- _Entries shown_

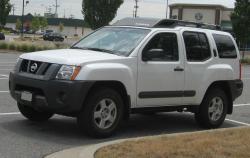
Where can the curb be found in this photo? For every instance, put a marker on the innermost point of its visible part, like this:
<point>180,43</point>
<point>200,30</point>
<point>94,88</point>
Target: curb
<point>90,150</point>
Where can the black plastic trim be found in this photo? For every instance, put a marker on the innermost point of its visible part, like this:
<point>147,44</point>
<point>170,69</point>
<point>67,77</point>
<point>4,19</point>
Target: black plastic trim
<point>236,87</point>
<point>57,96</point>
<point>190,108</point>
<point>166,94</point>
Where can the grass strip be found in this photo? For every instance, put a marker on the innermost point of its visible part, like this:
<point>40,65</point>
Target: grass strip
<point>229,143</point>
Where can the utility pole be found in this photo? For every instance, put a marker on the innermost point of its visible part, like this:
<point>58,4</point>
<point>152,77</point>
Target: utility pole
<point>167,9</point>
<point>22,20</point>
<point>13,9</point>
<point>136,8</point>
<point>56,7</point>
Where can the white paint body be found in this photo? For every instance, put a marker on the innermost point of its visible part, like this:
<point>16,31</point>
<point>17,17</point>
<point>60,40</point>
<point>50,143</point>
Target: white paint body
<point>138,76</point>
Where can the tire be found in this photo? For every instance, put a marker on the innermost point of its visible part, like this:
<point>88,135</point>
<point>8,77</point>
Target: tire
<point>213,110</point>
<point>108,105</point>
<point>34,115</point>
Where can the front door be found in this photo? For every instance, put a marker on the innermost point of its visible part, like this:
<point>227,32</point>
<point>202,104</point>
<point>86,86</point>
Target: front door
<point>161,71</point>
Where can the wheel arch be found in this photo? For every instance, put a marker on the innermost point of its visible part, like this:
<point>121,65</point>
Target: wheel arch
<point>225,86</point>
<point>117,86</point>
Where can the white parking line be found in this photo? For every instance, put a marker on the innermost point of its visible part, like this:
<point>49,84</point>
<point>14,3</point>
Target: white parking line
<point>4,91</point>
<point>11,113</point>
<point>238,122</point>
<point>7,65</point>
<point>7,62</point>
<point>3,75</point>
<point>239,105</point>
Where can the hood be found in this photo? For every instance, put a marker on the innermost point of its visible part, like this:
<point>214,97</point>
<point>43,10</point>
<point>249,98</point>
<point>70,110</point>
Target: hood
<point>69,56</point>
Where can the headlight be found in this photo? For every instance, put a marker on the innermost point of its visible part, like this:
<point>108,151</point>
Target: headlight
<point>67,72</point>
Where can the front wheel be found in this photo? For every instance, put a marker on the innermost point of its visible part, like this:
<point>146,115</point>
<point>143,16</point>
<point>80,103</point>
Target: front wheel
<point>213,110</point>
<point>102,113</point>
<point>32,114</point>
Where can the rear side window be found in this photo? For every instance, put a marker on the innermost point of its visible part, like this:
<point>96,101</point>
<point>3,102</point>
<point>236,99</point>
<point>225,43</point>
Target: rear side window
<point>197,46</point>
<point>225,46</point>
<point>167,46</point>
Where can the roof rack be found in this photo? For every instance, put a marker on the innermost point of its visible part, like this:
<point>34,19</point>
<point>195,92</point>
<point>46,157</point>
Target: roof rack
<point>163,23</point>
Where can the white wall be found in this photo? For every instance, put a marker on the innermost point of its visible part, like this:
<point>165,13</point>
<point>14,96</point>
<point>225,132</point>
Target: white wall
<point>10,25</point>
<point>68,31</point>
<point>226,15</point>
<point>71,31</point>
<point>175,12</point>
<point>208,15</point>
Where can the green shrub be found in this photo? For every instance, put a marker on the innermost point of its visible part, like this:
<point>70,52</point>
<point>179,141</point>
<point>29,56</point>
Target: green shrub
<point>12,46</point>
<point>39,48</point>
<point>245,61</point>
<point>18,48</point>
<point>3,45</point>
<point>32,48</point>
<point>24,48</point>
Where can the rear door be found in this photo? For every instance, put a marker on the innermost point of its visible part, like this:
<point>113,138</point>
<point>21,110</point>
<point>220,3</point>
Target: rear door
<point>198,59</point>
<point>161,77</point>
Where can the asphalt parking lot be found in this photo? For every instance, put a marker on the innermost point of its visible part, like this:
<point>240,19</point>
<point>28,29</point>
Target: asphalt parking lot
<point>20,138</point>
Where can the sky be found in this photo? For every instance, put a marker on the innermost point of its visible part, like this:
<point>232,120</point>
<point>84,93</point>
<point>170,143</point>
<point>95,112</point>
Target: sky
<point>147,8</point>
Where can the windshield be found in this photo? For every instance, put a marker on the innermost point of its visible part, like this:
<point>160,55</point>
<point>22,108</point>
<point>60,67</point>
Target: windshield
<point>114,40</point>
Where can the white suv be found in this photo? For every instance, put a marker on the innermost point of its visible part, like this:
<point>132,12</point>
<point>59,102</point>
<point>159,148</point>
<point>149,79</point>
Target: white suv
<point>135,66</point>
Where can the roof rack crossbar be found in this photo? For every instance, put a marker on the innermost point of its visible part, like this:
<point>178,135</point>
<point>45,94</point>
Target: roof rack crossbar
<point>163,23</point>
<point>174,23</point>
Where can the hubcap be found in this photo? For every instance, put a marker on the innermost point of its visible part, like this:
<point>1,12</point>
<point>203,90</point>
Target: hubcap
<point>215,110</point>
<point>105,113</point>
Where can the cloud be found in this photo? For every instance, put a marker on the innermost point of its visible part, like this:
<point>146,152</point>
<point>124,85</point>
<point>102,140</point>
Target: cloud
<point>147,8</point>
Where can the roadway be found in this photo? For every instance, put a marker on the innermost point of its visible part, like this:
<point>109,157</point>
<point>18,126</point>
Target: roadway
<point>20,138</point>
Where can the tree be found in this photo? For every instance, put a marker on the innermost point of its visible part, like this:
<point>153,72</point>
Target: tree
<point>241,22</point>
<point>61,27</point>
<point>35,23</point>
<point>98,13</point>
<point>18,24</point>
<point>5,8</point>
<point>43,23</point>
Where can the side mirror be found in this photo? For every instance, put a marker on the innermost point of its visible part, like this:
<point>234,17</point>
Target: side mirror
<point>152,54</point>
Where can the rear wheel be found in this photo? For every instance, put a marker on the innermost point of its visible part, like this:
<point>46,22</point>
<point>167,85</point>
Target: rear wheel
<point>32,114</point>
<point>102,113</point>
<point>213,109</point>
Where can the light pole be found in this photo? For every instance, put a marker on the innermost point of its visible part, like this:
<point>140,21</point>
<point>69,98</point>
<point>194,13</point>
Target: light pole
<point>22,20</point>
<point>23,17</point>
<point>167,9</point>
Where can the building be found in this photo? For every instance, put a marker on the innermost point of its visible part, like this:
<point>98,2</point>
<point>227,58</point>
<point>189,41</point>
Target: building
<point>72,27</point>
<point>203,13</point>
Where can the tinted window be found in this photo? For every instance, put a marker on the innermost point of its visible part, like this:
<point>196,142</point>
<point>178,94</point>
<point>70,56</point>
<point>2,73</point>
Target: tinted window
<point>197,46</point>
<point>163,47</point>
<point>225,46</point>
<point>114,40</point>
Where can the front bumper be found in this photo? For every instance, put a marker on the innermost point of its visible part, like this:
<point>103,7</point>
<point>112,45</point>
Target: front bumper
<point>236,87</point>
<point>56,96</point>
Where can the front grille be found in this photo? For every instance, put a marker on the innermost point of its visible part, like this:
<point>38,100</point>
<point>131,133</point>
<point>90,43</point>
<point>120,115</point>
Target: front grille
<point>34,67</point>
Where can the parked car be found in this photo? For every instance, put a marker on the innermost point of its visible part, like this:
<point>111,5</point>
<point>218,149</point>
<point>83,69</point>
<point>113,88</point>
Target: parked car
<point>135,66</point>
<point>2,36</point>
<point>53,37</point>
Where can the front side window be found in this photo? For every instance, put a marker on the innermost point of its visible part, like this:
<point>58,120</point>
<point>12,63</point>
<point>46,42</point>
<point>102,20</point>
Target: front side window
<point>225,46</point>
<point>114,40</point>
<point>162,47</point>
<point>197,46</point>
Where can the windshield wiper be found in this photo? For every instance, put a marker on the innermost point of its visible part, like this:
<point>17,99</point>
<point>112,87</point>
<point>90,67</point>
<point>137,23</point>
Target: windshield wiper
<point>77,48</point>
<point>101,50</point>
<point>95,49</point>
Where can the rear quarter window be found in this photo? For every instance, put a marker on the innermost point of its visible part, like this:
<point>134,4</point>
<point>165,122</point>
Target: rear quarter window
<point>225,46</point>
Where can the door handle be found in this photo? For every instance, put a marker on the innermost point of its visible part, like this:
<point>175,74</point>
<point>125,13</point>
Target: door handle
<point>179,69</point>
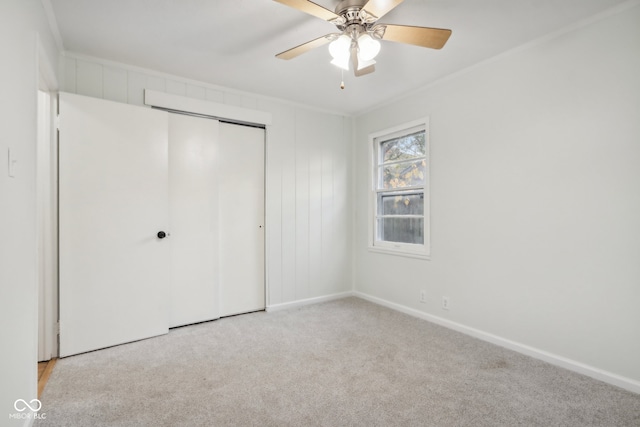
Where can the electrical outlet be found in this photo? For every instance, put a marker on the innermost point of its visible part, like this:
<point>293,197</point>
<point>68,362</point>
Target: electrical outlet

- _Your task_
Give back exactly the lines from the line with "<point>102,20</point>" through the end of the material above, inclusive, with no pictures.

- _Task solution_
<point>102,20</point>
Target: front side window
<point>225,46</point>
<point>114,40</point>
<point>162,47</point>
<point>197,46</point>
Where can the windshield wiper be found in this photo? For every instance, put a marker on the innermost point of its visible part, like this:
<point>17,99</point>
<point>112,87</point>
<point>90,67</point>
<point>137,23</point>
Target: windshield wiper
<point>77,48</point>
<point>101,50</point>
<point>95,49</point>
Where can the rear quarter window be found in this photo? For every instance, put a marker on the innermost point of its visible part, like this:
<point>134,4</point>
<point>165,122</point>
Target: rear quarter window
<point>225,46</point>
Where can the door handle be found in this photo? For every instance, put a marker on the innermost point of its visible part, like this:
<point>175,74</point>
<point>125,13</point>
Target: door handle
<point>179,69</point>
Where can the electrical outlet be found in this photo? For every instance, put a marker on the innermost point of its visible part, like this:
<point>293,197</point>
<point>68,362</point>
Target: electrical outlet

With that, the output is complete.